## CONSIGNE ÉCRITE A
Réécrivez plus brièvement le paragraphe du texte sur l'impôt sur l'héritage qui commence par « C'est la taxe la plus détestée », en gardant ses faits principaux.
## CONSIGNE ÉCRITE B
Recopiez fidèlement, dans le texte sur l'impôt sur l'héritage, le passage qui va de « C'est la taxe » jusqu'à « de la société. » inclus.

Société

Alourdir l'impôt sur l'héritage, un choix de civilisation

Par Stanislas Gabaret. Synthèse n°2581, Publiée le 24/10/2025 - Photo : Le niveau de la taxe sur les successions structure la société toute entière. Crédits : Shutterstock.
C'est la taxe la plus détestée, que trois Français sur quatre trouvent déjà trop élevée. Non content de lever l'impôt sur les vivants, l'État perpétue son pouvoir par delà la mort. À l'heure où la présidente de l'Assemblée nationale parle d'en finir avec les successions « tombées du ciel », ce qui se joue est bien plus qu'une mesure économique, c'est la structure même de la société.

Faut-il s'étonner que, dans un pays endetté à plus de 3 300 milliards d'euros, l'héritage devienne une cible ? Dans la lignée des mots provocateurs de Yaël Braun-Pivet, le 15 octobre dernier, plusieurs amendements au budget 2026, rédigés à gauche, mais pas seulement, ont proposé d'alourdir les droits de succession. Le pacte Dutreuil, favorable à la transmission d'entreprises, est dans le viseur. Et pour cause, un récent rapport de la Fondation Jean Jaurès réveille les convoitises : dans les quinze ans qui viennent, plus de 9 000 milliards d'euros de patrimoine devraient être transmis. Une manne incontournable pour les Finances publiques. Pourtant, selon des données de l'OCDE de 2021 (pg 24), les droits sur les donations et successions en France représentent déjà plus de 0,7 % du PIB, un niveau comparable à la Belgique et à la Corée du Sud. C'est davantage que le Japon (0,5 %) et bien plus qu'un large groupe de pays européens réunissant l'Allemagne, le Royaume-Uni, l'Espagne, la Suisse et les Pays-Bas (entre 0,2 % et 0,3 %), ainsi que les pays nordiques où cet impôt n'a pas été supprimé : Danemark, Finlande et Islande. Aux États-Unis, il se situe autour de 0,1 %. Et se trouve en dessous de 0,05 % en Italie. Le plus surprenant ? Pas de droits de succession en Chine ni en Russie.

(Enregistrements d'étiquetage de lieux)

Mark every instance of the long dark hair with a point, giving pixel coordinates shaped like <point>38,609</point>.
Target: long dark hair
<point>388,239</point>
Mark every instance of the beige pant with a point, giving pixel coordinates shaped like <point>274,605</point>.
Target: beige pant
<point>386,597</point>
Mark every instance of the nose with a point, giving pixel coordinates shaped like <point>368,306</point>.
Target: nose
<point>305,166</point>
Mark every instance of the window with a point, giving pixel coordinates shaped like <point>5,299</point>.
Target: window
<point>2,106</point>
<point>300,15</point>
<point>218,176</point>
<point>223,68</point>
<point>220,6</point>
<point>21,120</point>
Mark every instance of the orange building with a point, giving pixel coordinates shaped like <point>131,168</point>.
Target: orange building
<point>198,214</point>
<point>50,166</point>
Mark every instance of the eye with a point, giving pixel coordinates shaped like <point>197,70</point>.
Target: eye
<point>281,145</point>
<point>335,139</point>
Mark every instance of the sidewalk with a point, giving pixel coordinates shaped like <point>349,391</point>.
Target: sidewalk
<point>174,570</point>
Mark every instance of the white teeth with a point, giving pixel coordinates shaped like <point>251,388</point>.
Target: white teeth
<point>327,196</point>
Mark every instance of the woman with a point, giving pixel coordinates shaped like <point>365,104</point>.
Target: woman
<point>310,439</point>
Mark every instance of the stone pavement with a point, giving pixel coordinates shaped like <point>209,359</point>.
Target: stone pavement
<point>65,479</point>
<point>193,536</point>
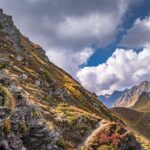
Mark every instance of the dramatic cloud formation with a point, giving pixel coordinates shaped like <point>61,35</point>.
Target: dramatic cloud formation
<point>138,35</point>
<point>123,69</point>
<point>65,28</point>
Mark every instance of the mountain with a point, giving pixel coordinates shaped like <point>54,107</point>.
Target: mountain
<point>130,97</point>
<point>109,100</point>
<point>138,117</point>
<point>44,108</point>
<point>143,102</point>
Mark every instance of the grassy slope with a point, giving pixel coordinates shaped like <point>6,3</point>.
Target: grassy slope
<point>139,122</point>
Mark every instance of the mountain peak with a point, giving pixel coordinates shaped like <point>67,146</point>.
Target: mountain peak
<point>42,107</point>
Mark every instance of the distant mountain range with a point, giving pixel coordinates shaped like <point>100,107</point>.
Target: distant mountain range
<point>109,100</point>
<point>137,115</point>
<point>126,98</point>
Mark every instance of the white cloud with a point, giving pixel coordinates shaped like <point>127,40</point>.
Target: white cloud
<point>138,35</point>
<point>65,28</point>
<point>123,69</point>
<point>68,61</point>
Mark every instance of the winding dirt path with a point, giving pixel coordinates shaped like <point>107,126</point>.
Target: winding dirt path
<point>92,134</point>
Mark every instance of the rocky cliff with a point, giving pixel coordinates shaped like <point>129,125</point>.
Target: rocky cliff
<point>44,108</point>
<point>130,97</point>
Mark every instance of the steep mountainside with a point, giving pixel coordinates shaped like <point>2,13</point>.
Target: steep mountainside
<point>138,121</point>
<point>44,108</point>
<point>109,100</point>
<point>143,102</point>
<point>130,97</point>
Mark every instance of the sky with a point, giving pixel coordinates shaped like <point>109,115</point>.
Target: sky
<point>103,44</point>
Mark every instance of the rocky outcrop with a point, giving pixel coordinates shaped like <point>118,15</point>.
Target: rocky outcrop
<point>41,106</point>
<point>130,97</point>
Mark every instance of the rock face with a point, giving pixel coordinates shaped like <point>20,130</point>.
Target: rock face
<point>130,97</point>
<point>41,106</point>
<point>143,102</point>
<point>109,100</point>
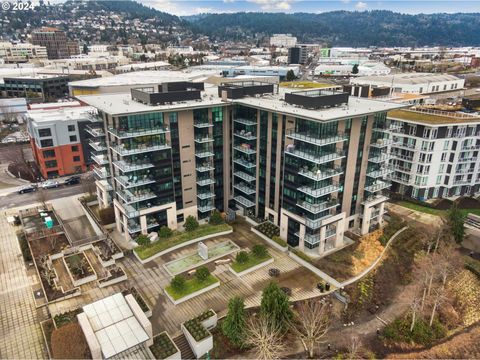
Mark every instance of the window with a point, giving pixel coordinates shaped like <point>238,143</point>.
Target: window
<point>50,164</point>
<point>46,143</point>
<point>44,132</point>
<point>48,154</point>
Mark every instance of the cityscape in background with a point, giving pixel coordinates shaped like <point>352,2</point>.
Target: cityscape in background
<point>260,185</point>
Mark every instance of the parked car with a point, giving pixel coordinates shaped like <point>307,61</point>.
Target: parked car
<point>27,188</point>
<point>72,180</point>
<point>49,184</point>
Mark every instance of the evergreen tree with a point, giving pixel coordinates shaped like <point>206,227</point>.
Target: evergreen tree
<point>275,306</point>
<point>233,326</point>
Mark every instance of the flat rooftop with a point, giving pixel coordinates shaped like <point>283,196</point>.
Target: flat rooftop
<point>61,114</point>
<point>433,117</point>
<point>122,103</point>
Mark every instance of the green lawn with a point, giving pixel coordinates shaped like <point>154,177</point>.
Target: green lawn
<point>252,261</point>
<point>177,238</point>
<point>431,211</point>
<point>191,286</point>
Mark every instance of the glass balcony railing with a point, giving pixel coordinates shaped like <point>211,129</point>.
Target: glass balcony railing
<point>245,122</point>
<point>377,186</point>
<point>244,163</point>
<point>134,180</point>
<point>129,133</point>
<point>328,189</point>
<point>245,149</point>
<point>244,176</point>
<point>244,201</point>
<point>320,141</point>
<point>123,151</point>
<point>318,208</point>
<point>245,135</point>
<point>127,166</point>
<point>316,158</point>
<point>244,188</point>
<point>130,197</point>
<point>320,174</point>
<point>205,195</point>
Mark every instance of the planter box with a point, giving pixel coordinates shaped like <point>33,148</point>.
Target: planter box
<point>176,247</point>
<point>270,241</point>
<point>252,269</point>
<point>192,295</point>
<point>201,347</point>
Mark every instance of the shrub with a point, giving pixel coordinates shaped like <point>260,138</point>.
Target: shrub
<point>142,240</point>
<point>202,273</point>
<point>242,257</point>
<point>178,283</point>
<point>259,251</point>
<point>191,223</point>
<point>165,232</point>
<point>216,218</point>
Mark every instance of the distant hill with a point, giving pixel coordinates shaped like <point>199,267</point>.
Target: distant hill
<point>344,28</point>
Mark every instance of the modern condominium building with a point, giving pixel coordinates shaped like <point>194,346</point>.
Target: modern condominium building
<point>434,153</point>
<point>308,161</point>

## BONNE RÉPONSE A
Taxe la plus détestée, l'impôt sur l'héritage est déjà jugé trop élevé par trois Français sur quatre. Par lui, l'État prolonge son pouvoir après la mort. Alors que la présidente de l'Assemblée nationale veut en finir avec les successions « tombées du ciel », l'enjeu dépasse l'économie : il touche la structure même de la société.

## BONNE RÉPONSE B
C'est la taxe la plus détestée, que trois Français sur quatre trouvent déjà trop élevée. Non content de lever l'impôt sur les vivants, l'État perpétue son pouvoir par delà la mort. À l'heure où la présidente de l'Assemblée nationale parle d'en finir avec les successions « tombées du ciel », ce qui se joue est bien plus qu'une mesure économique, c'est la structure même de la société.